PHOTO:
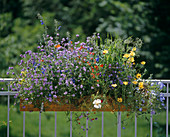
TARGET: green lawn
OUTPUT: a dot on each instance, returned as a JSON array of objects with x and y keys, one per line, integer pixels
[{"x": 48, "y": 125}]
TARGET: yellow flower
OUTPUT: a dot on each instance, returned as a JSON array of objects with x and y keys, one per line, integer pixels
[
  {"x": 125, "y": 83},
  {"x": 135, "y": 82},
  {"x": 114, "y": 85},
  {"x": 134, "y": 49},
  {"x": 105, "y": 51},
  {"x": 24, "y": 73},
  {"x": 119, "y": 99},
  {"x": 140, "y": 85},
  {"x": 132, "y": 53},
  {"x": 143, "y": 62},
  {"x": 126, "y": 55},
  {"x": 131, "y": 59},
  {"x": 138, "y": 75}
]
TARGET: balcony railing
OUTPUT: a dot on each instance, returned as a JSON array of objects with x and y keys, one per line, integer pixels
[{"x": 11, "y": 93}]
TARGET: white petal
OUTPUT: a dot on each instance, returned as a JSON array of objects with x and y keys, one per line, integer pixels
[
  {"x": 99, "y": 106},
  {"x": 94, "y": 102}
]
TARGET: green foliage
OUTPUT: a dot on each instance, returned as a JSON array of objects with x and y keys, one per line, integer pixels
[{"x": 147, "y": 20}]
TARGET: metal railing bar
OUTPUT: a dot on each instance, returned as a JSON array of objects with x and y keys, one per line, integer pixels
[
  {"x": 154, "y": 80},
  {"x": 6, "y": 79},
  {"x": 8, "y": 92},
  {"x": 151, "y": 126},
  {"x": 135, "y": 124},
  {"x": 39, "y": 124},
  {"x": 161, "y": 80},
  {"x": 87, "y": 125},
  {"x": 24, "y": 124},
  {"x": 8, "y": 113},
  {"x": 119, "y": 124},
  {"x": 15, "y": 92},
  {"x": 70, "y": 123},
  {"x": 167, "y": 107},
  {"x": 55, "y": 124},
  {"x": 102, "y": 123}
]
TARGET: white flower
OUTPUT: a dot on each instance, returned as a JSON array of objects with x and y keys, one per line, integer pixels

**TRY IT:** Tally the lines of the material above that include the string "TARGET", then give only the tally.

**RESPONSE:** 7